### What the task asks
In the article on noise traders below, what measure do Lei and So use in place of the monthly data other researchers used as sentiment proxies?

### Document text
[Start of Attachment]

Noise traders not only affect the price by driving it away from fundamentals, but also by their influence on the liquidity aspect, write Violet U.T. Lei and Simon M.S. So of the University of Macau in a research paper titled Investor Sentiment and Trading Volume (www.ssrn.com). Investigating trading volume, as a proxy for liquidity, the authors note that noise traders may have effect on return.

In contrast to monthly data used as ‘sentiment proxies' by other researchers, the measure used by the authors is volatility index (VIX), obtained from the Chicago Board Options Exchange (www.cboe.com). Since noise traders are usually overconfident and over-optimistic, they can be more aggressive than rational investors, the paper observes. They therefore play an important role in the financial market. While “the unpredictability of noise traders' belief can create systematic risk and place limit to arbitrage,” and “arbitrageurs may not be willing to compete with noise traders,” a positive insight highlighted in the paper is of Black (1986) that noise makes financial markets possible and that if there is no noise trading, there will be little trading in individual assets. The authors report that change in VIX significantly explains percentage change in trading volume, but the effect only exists in high sentiment period. “The positive coefficient of change in VIX means that when VIX increases, trading volume also increases … When the level of VIX during successive trading days is higher, the variability of trading volume during the same period is also higher.”

Recommended read to decode the ‘noise' in trading.

Many investment biases are ‘human'

Investment biases are partly genetic, and such biases are not significantly moderated by education, say Henrik Cronqvist and Stephan Siegel in Why do individuals exhibit investment biases? (www.ssrn.com).

[End of Attachment]

### Data for analysis
[Start of Attachment]

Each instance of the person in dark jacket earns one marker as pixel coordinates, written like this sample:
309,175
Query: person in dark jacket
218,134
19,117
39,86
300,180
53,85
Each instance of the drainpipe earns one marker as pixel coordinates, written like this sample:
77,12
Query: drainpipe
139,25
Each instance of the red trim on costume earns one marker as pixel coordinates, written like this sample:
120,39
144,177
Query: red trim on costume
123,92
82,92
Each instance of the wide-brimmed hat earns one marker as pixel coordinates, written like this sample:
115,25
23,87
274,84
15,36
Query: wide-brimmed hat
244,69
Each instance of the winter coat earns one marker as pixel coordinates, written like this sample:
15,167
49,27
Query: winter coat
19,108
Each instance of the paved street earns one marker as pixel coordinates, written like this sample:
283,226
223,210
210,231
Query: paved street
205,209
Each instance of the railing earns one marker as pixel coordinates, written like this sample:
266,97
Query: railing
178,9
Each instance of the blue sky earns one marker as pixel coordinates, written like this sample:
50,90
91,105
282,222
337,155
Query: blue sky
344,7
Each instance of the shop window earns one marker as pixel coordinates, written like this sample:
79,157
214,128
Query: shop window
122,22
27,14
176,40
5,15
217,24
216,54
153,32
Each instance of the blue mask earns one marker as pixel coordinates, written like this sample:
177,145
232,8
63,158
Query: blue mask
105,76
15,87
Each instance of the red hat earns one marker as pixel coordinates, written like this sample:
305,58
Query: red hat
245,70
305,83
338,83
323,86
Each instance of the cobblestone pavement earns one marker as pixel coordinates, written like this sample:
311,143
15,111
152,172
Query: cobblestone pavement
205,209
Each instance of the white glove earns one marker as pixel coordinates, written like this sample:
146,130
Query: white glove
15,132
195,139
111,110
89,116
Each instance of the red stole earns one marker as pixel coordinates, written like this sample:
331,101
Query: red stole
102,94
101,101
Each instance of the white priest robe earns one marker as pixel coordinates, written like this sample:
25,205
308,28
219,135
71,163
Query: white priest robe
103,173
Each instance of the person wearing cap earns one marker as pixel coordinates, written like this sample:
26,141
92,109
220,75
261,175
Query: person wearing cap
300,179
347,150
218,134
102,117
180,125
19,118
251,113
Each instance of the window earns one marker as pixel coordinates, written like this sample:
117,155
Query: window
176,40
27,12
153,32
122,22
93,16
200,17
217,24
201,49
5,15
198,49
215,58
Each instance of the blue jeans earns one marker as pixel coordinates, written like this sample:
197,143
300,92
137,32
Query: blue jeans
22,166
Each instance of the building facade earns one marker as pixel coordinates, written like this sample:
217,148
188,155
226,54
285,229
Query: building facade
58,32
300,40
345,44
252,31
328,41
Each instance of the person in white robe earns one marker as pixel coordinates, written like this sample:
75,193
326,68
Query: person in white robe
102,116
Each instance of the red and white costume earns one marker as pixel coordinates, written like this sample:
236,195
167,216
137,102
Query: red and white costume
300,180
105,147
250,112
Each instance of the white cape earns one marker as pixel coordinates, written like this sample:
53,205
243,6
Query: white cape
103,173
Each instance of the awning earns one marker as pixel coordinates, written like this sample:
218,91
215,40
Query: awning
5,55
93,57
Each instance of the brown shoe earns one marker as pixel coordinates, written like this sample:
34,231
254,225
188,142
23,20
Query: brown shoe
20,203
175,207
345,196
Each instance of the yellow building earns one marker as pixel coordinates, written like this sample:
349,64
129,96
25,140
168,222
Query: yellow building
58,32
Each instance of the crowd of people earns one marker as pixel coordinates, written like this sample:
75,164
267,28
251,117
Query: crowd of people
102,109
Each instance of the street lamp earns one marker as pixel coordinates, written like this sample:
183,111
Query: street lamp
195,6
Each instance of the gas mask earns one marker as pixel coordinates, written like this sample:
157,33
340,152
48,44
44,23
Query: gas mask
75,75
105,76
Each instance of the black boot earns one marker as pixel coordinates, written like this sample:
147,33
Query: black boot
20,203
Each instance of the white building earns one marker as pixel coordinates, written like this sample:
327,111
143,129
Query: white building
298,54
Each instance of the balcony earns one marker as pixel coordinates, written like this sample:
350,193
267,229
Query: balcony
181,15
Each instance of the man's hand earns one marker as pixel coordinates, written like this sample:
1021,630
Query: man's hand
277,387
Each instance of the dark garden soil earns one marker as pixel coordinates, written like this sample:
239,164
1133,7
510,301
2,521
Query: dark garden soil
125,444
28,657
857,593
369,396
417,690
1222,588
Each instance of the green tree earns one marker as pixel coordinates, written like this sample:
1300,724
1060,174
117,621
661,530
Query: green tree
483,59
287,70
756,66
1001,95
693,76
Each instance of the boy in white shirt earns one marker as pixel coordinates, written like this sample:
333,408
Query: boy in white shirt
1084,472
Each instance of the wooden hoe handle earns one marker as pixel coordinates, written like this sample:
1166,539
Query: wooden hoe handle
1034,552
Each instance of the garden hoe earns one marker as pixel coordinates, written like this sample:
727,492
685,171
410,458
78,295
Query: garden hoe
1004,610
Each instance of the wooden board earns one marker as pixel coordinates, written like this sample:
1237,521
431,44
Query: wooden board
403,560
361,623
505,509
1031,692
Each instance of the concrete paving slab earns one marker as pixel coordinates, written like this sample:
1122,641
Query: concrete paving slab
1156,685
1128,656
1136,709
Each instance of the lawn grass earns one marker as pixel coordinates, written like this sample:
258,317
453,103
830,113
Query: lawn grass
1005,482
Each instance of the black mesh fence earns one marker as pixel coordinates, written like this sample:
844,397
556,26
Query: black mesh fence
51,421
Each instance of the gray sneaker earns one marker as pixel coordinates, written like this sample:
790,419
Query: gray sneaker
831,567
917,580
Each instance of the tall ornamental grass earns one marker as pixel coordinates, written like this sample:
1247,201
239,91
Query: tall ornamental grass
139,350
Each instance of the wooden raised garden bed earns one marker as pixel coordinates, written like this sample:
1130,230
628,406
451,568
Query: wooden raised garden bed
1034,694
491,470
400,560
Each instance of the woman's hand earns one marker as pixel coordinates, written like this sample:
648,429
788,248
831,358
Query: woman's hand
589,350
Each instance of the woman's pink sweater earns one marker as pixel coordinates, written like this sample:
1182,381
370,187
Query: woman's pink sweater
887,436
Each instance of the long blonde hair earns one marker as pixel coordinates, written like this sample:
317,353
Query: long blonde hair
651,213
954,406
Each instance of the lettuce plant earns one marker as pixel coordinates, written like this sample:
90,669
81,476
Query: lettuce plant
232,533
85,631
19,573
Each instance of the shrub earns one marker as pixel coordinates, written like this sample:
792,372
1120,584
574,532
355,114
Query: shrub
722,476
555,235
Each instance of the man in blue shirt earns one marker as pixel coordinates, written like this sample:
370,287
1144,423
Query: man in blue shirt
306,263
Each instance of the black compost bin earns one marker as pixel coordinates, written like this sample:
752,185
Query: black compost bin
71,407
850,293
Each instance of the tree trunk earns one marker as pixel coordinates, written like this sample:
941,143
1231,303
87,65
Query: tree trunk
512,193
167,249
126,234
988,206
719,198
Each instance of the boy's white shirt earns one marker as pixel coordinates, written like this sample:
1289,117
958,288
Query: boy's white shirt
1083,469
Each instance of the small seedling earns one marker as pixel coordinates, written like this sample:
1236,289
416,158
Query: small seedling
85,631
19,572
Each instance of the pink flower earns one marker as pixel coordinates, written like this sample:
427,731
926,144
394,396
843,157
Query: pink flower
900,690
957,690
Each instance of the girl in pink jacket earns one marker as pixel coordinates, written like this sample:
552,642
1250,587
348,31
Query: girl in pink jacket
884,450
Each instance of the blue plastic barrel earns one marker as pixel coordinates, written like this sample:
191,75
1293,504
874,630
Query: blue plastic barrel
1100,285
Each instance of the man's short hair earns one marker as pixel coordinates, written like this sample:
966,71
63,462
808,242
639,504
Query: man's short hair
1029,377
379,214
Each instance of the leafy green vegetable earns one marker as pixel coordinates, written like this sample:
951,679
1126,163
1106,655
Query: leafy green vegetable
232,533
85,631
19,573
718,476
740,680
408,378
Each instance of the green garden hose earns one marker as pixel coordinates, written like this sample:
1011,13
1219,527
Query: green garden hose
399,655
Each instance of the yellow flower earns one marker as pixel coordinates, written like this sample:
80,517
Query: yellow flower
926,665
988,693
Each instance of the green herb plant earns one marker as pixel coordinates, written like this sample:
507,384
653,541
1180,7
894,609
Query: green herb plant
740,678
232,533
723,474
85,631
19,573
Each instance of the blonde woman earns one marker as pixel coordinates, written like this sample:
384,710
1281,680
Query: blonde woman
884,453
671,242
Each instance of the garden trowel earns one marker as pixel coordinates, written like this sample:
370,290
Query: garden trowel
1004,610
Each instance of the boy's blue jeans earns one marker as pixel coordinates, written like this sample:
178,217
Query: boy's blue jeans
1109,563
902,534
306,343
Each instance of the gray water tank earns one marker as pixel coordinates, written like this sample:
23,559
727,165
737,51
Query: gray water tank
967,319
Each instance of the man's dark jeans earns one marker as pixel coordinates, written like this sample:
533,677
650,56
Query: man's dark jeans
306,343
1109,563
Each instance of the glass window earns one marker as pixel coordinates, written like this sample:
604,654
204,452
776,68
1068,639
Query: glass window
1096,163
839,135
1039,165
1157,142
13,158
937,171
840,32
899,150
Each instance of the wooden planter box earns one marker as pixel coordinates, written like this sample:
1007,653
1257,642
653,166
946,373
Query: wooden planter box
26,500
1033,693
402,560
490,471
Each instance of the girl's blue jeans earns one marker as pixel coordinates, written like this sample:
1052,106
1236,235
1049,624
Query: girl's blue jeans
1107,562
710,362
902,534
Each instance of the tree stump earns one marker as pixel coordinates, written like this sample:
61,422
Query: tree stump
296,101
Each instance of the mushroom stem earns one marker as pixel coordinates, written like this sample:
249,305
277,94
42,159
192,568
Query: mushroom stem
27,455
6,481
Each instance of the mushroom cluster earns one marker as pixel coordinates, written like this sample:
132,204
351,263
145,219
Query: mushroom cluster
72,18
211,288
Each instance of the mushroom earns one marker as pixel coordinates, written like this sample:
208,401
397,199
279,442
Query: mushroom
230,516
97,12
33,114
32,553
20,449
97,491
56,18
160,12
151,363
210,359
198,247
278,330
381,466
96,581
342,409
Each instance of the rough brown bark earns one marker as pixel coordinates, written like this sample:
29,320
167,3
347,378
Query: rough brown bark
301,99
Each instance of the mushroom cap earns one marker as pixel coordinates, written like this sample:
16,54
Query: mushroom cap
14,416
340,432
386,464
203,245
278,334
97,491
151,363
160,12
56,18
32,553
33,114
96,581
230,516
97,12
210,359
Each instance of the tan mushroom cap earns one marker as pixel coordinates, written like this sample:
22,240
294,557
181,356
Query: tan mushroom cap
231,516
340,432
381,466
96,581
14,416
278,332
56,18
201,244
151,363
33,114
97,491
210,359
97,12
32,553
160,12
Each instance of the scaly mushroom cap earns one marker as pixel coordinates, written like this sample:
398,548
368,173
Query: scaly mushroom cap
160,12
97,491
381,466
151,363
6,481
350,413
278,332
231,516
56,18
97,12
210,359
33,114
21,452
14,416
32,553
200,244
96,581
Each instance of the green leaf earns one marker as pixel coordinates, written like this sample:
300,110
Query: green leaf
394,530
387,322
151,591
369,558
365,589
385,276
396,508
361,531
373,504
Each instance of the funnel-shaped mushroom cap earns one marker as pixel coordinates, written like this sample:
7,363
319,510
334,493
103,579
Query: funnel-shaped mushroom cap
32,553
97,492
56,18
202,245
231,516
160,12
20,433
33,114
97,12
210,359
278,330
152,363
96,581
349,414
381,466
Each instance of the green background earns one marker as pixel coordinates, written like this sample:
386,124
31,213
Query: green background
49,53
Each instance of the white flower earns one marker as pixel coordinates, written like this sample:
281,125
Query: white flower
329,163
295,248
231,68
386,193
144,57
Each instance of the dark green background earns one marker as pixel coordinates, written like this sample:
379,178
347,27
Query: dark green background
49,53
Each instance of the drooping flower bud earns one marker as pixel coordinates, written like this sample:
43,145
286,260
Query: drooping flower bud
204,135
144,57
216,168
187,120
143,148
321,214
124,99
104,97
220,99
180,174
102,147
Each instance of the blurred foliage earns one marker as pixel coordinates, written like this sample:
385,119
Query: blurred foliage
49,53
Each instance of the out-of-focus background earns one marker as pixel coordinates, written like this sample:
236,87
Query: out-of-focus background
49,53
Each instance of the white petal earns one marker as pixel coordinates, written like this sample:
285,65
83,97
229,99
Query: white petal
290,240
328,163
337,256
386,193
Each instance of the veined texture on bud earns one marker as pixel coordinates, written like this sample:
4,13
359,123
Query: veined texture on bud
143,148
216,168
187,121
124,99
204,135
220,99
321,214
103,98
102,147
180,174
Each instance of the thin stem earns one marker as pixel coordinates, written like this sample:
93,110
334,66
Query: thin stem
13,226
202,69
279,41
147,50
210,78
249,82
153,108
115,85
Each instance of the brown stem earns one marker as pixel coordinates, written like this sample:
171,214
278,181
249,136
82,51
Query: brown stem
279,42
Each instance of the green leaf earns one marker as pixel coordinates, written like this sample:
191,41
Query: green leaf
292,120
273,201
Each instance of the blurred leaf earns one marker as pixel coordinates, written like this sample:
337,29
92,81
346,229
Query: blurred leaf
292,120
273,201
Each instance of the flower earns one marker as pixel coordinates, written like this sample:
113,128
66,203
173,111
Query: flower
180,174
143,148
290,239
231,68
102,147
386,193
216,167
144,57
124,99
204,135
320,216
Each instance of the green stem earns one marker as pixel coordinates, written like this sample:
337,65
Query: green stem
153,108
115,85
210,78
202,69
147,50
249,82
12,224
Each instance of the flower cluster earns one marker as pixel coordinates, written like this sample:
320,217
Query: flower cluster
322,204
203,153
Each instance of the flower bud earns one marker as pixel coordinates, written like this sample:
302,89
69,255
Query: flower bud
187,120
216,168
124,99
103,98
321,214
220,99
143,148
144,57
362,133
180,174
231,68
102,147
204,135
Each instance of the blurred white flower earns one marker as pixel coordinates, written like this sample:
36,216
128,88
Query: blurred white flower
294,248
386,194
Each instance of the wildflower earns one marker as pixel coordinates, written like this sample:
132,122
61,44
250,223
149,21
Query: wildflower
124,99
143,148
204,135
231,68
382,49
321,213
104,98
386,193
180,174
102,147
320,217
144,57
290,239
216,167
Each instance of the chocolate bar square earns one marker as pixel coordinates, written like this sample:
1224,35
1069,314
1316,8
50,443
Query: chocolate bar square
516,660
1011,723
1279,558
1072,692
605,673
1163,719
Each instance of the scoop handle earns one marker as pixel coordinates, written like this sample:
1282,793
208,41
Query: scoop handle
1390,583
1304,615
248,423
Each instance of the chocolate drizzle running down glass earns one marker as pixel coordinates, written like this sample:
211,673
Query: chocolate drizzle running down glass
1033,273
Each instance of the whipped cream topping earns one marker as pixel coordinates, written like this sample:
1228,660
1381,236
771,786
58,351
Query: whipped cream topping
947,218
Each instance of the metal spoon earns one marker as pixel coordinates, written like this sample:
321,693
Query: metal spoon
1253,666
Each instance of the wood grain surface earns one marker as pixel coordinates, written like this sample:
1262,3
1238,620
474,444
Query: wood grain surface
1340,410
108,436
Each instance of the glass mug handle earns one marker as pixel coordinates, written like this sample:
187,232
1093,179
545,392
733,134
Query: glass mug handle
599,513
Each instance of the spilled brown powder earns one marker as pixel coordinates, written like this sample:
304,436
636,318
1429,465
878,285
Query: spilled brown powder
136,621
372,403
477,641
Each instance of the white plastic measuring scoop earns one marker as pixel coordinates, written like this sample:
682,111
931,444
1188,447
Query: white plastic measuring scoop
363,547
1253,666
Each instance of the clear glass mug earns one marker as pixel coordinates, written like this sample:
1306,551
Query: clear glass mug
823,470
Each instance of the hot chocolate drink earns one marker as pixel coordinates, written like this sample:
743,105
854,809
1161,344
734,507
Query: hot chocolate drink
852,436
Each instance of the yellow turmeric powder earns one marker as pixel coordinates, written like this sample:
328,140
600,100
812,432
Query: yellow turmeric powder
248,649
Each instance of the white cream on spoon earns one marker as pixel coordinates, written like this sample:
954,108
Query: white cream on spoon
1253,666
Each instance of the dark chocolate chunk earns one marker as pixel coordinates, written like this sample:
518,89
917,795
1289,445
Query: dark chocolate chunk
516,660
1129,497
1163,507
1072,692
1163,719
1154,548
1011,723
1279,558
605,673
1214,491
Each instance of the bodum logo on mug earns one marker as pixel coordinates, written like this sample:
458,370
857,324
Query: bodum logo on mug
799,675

[End of Attachment]

### Task response
The volatility index (VIX), obtained from the Chicago Board Options Exchange.